**Problem description**
Transcribe the passage from the Azure Container Apps guide from "Serverless GPUs Now" up to and including "on infrastructure management.".

--- Selected extract Enclosed Below ---

Azure Container Apps in 2025: A Comprehensive Guide to the Latest Features and Innovations
Azure Container Apps (ACA) has emerged as one of Microsoft’s most rapidly evolving cloud services, solidifying its position as the preferred platform for hosting AI workloads, intelligent agents, and modernized enterprise applications. Throughout 2025, Microsoft has delivered a remarkable series of enhancements at both Build and Ignite conferences, transforming ACA into a comprehensive serverless container platform that balances developer simplicity with enterprise-grade capabilities.
Serverless GPUs Now Generally Available in 11+ Regions
Azure Container Apps serverless GPU support has reached general availability and expanded to 11 additional regions, making GPU-powered AI workloads more accessible globally. Serverless GPUs offer capabilities such as automatic scaling with NVIDIA A100 or T4 GPUs, per-second billing, and strict data isolation within container boundaries. This feature allows development teams to focus more on innovation and less on infrastructure management.
The serverless GPU architecture provides several key benefits. It offers scale-to-zero capabilities where resources dynamically scale based on demand, reducing idle costs. Per-second billing ensures you only pay for compute time actually used, while built-in data governance keeps your data within container boundaries. You also get flexible compute options between NVIDIA A100 for compute-intensive ML scenarios and T4 for real-time inferencing.

--- End of Enclosed Selected extract ---
--- Supplied data Enclosed Below ---

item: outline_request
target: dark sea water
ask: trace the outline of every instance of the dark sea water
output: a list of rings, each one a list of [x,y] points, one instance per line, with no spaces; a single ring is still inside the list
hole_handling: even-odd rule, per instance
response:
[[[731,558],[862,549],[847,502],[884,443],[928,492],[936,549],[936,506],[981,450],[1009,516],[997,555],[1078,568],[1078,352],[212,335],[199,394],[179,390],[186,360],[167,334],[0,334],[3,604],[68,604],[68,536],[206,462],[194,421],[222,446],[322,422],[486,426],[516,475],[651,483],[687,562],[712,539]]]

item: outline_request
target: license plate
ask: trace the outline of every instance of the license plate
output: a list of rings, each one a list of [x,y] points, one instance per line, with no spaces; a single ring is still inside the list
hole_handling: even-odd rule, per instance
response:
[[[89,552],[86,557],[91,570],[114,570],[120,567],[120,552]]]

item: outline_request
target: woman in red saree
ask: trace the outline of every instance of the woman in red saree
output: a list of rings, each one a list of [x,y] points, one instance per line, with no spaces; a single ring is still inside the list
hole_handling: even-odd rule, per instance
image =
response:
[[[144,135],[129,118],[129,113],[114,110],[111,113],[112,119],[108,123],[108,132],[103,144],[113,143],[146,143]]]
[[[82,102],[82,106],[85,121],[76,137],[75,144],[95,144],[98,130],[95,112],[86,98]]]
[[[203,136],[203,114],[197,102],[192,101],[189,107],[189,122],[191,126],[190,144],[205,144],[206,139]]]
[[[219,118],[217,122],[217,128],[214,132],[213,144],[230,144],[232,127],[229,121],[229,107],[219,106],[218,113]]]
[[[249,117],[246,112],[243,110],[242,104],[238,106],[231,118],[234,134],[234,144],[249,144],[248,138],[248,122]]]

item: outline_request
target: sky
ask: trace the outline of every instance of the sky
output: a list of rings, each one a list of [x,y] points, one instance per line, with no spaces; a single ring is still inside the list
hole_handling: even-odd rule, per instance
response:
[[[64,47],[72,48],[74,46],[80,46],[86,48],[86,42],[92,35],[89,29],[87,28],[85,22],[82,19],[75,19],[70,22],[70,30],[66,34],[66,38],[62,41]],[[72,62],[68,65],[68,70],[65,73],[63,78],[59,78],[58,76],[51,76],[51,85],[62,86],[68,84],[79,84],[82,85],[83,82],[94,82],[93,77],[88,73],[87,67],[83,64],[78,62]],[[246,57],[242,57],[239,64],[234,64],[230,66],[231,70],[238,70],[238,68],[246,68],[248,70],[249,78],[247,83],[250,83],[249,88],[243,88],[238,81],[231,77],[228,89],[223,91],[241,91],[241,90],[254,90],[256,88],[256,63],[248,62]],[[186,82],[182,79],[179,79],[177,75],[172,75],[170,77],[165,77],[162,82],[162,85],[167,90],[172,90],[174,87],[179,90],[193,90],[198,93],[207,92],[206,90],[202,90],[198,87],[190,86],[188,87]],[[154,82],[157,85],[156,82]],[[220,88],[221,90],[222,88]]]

--- End of Enclosed Supplied data ---

**Answer section**
Serverless GPUs Now Generally Available in 11+ Regions
Azure Container Apps serverless GPU support has reached general availability and expanded to 11 additional regions, making GPU-powered AI workloads more accessible globally. Serverless GPUs offer capabilities such as automatic scaling with NVIDIA A100 or T4 GPUs, per-second billing, and strict data isolation within container boundaries. This feature allows development teams to focus more on innovation and less on infrastructure management.